▶ [SHORT EXERCISE]: Output, please, every line from the line that holds "Check that every instance of the green" to the end, exactly as written.

▶ [RECORD SET]:
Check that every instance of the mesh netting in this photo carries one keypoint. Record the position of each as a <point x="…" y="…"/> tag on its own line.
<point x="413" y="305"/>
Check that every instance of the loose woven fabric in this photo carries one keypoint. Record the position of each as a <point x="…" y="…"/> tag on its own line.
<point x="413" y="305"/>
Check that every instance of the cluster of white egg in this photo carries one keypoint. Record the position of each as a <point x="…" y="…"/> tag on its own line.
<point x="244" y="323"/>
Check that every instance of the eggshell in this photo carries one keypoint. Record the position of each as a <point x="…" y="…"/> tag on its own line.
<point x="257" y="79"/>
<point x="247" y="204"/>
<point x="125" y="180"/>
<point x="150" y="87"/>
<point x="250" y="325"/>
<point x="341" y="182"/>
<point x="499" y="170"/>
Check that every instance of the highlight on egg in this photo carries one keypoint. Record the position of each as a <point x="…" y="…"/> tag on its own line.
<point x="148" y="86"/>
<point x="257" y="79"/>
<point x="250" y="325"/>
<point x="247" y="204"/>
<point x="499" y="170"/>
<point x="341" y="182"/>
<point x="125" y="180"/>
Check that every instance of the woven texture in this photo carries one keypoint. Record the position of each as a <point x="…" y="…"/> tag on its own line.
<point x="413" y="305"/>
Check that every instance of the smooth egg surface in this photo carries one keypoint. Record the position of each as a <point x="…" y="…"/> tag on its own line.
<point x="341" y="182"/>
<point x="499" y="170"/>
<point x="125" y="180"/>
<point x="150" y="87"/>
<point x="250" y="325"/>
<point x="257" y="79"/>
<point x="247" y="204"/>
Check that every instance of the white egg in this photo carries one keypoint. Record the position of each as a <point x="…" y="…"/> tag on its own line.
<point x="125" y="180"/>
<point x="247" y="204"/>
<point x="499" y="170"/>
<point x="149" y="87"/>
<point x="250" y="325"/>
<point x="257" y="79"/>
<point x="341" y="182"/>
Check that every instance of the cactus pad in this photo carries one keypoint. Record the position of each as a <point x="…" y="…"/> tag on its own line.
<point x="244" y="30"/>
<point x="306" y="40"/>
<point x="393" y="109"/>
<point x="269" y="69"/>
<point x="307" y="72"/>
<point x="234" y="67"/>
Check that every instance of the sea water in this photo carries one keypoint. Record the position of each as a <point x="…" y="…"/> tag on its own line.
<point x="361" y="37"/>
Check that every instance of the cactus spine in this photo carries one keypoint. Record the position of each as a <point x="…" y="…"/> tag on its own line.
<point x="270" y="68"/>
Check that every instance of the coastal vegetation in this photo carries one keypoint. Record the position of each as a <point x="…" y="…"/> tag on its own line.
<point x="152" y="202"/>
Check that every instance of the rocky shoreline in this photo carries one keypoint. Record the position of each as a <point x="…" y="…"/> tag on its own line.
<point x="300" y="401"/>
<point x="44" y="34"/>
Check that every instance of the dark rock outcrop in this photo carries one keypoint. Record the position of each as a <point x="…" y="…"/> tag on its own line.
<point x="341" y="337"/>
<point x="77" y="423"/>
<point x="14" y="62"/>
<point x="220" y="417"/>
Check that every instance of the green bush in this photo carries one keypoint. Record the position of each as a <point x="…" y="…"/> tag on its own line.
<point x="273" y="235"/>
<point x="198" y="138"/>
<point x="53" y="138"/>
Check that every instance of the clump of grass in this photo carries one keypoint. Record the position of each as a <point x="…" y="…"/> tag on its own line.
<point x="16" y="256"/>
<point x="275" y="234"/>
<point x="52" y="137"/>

▶ [TASK OUTPUT]:
Check that every instance of the green bush in this photo carries one keypoint. Record the position of each as a <point x="…" y="…"/> tag on its own line.
<point x="273" y="235"/>
<point x="198" y="138"/>
<point x="53" y="138"/>
Check that every instance of the clump of grass in this photo carries one keypoint. Record the position of each as a <point x="…" y="…"/> tag on its own line.
<point x="16" y="256"/>
<point x="275" y="234"/>
<point x="52" y="137"/>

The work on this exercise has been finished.